WRITTEN REQUEST
Copy out, word for word, the lines from the one with "Query: grass lawn" to the one with "column 474, row 177", including both of those lines.

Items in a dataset
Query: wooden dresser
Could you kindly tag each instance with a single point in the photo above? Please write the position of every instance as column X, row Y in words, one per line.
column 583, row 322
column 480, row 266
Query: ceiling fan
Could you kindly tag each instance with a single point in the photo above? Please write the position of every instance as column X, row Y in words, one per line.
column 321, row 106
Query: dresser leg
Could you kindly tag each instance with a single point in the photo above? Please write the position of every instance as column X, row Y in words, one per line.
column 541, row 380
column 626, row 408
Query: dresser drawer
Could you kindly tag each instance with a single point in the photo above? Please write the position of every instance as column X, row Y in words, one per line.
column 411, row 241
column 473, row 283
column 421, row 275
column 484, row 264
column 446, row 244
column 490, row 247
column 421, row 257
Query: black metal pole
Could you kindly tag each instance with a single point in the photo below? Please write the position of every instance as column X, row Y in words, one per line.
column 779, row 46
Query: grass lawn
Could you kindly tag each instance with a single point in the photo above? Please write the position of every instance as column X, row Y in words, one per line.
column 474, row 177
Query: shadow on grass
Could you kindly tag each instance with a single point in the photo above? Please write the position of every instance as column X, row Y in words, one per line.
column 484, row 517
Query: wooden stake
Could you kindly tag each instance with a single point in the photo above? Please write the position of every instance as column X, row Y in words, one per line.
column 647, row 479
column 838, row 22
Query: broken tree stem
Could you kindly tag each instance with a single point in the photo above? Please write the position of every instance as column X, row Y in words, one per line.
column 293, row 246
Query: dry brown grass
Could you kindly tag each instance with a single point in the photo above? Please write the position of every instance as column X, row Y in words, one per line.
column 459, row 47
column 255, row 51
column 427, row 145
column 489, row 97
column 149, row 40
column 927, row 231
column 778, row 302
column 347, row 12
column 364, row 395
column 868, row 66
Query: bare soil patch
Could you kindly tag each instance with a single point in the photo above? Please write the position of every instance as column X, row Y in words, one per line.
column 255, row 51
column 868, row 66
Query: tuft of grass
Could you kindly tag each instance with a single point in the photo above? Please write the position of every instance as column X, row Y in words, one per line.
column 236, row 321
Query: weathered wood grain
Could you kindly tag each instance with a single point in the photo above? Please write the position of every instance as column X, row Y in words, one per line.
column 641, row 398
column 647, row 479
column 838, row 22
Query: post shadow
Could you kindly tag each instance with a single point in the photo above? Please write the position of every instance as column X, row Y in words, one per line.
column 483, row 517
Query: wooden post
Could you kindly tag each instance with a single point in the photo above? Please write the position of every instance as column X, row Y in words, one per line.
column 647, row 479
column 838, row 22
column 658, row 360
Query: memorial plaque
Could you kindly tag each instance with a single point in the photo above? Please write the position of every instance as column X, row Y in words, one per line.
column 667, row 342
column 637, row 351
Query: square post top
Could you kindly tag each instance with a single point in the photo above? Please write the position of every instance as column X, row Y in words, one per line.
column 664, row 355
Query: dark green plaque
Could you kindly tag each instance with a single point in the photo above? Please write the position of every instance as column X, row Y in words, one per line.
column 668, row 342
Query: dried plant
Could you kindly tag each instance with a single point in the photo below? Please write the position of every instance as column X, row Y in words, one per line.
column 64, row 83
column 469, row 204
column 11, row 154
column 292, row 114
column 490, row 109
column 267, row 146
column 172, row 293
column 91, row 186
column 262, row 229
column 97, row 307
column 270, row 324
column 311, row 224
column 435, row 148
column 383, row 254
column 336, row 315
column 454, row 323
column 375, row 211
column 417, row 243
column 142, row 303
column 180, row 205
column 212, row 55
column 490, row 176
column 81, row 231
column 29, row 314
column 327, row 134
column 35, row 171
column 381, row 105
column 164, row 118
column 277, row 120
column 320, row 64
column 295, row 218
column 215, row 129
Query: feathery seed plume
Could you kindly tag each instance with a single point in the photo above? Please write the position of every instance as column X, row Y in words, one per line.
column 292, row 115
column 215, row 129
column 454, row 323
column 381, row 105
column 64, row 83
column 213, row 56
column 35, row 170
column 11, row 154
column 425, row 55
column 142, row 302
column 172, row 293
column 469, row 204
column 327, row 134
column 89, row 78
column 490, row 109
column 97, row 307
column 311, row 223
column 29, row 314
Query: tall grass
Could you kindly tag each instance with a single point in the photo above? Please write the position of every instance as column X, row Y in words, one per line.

COMPLETE ANSWER
Query: grass lawn
Could you kindly tag each instance with a single point in the photo above? Please write the position of every instance as column X, row Y in words, one per line.
column 474, row 177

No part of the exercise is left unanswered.